◆ **RECORD EXCERPTS**:

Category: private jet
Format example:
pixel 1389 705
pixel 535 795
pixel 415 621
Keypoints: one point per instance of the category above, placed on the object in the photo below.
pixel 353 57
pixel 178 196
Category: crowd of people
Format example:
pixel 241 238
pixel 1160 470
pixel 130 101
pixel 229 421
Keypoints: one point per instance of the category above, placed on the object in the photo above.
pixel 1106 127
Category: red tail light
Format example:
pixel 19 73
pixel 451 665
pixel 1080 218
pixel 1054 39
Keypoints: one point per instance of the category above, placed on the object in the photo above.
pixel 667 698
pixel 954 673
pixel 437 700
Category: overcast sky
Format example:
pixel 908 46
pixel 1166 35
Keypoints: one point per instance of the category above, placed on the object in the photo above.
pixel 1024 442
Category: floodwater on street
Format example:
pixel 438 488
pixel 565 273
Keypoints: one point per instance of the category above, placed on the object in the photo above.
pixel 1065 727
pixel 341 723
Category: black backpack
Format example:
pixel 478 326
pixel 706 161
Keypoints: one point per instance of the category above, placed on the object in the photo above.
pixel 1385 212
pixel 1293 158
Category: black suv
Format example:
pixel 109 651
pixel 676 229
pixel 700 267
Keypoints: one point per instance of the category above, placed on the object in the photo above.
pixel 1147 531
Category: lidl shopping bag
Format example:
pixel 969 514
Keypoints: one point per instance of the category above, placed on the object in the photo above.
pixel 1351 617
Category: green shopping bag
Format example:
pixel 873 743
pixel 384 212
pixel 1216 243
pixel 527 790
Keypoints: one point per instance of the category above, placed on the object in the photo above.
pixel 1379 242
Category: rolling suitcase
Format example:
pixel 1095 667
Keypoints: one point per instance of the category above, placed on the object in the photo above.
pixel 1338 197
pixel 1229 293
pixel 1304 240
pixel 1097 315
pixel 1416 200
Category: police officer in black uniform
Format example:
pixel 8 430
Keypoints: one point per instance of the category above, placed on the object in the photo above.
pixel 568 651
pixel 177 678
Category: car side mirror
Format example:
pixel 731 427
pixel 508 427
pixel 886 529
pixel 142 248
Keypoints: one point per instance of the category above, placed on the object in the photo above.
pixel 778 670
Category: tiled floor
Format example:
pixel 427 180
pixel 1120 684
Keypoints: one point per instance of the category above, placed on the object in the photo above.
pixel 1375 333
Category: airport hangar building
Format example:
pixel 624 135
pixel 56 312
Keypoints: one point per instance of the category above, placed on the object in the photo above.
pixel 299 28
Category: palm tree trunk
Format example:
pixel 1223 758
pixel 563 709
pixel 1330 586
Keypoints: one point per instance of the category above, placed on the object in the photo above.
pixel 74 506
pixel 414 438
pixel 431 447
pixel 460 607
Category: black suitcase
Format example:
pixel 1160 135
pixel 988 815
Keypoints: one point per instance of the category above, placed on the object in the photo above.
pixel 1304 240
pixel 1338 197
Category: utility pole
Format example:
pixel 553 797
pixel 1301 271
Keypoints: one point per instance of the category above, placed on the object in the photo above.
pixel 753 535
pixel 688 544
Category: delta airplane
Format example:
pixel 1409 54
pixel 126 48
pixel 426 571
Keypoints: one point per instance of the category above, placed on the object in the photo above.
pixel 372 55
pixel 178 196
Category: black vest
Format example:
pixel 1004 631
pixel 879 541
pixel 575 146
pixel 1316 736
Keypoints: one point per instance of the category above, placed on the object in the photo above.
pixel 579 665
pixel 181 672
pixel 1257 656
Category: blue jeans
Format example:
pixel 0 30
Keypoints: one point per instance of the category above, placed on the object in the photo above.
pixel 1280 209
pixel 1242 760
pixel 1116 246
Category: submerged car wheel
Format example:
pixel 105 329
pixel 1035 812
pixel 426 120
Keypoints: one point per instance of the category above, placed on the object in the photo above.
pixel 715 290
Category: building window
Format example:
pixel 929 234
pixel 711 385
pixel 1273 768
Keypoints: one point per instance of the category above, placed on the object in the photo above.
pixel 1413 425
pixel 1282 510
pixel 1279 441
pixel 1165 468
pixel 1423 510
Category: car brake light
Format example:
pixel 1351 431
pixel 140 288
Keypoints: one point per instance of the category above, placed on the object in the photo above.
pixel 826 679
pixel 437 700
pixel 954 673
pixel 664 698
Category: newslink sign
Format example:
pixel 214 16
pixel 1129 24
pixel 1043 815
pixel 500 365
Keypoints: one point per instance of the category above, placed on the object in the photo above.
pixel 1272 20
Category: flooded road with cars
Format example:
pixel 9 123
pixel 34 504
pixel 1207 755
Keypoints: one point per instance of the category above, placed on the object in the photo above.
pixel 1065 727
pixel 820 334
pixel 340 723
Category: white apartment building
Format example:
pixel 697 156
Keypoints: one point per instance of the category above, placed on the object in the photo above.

◆ **BRIEF**: Each line from the start of the records through the line holding "pixel 1054 39" must be returned exactly; nothing else belongs in the answer.

◆ **EXERCISE SOLUTION**:
Category: private jet
Format example:
pixel 1389 705
pixel 535 795
pixel 415 621
Keypoints: one point per instance of the category above, placed on the object in the photo below.
pixel 353 57
pixel 178 196
Category: crowd of people
Format example:
pixel 241 238
pixel 1160 470
pixel 130 101
pixel 229 421
Keypoints: one point per instance of the category above, placed on the object in the photo above.
pixel 1106 127
Category: red tail light
Format example:
pixel 19 73
pixel 451 665
pixel 1080 218
pixel 1054 39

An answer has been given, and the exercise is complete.